Task goal: Rewrite every one of the rows below as a numbered list, omitting any blank lines.

+ + + +

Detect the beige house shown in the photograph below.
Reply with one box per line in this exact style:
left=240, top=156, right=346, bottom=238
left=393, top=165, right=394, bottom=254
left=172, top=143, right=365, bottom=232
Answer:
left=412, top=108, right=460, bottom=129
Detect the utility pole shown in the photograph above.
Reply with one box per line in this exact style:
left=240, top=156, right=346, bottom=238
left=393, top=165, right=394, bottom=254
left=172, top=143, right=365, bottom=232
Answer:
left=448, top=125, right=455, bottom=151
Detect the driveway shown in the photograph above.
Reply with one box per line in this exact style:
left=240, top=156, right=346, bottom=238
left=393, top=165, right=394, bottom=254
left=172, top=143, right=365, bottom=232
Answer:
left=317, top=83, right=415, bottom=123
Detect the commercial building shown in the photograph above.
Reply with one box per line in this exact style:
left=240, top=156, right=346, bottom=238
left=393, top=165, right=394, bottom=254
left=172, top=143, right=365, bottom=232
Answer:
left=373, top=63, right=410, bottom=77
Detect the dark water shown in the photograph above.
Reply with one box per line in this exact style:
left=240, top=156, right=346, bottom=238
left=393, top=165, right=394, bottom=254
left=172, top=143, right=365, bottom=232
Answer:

+ + + +

Result of the task:
1. Detect the beige house shown in the photograph below.
2. Reply with one box per line in this exact style:
3. left=240, top=156, right=346, bottom=238
4. left=393, top=165, right=394, bottom=254
5. left=172, top=143, right=365, bottom=232
6. Answer:
7. left=412, top=108, right=460, bottom=129
8. Detect the utility pole shown in the photograph above.
9. Reply with one box per line in this exact style:
10. left=240, top=156, right=346, bottom=238
11. left=393, top=165, right=394, bottom=254
12. left=172, top=143, right=365, bottom=232
13. Answer:
14. left=448, top=125, right=455, bottom=151
15. Detect the driveway shown in the photograph above.
16. Reply with one box per line in this exact style:
17. left=240, top=156, right=346, bottom=238
18. left=393, top=165, right=394, bottom=254
19. left=172, top=143, right=365, bottom=232
20. Answer:
21. left=317, top=83, right=415, bottom=123
22. Detect the commercial building shown in the photograph above.
23. Reply with one box per line in this exact style:
24. left=240, top=156, right=346, bottom=238
25. left=393, top=165, right=394, bottom=254
26. left=172, top=143, right=365, bottom=232
27. Answer:
28. left=373, top=63, right=410, bottom=77
29. Detect the dark water shown in the photograph above.
30. Reply with one box per line in this exact style:
31. left=240, top=156, right=346, bottom=238
32. left=393, top=165, right=394, bottom=254
33. left=172, top=143, right=365, bottom=232
34. Answer:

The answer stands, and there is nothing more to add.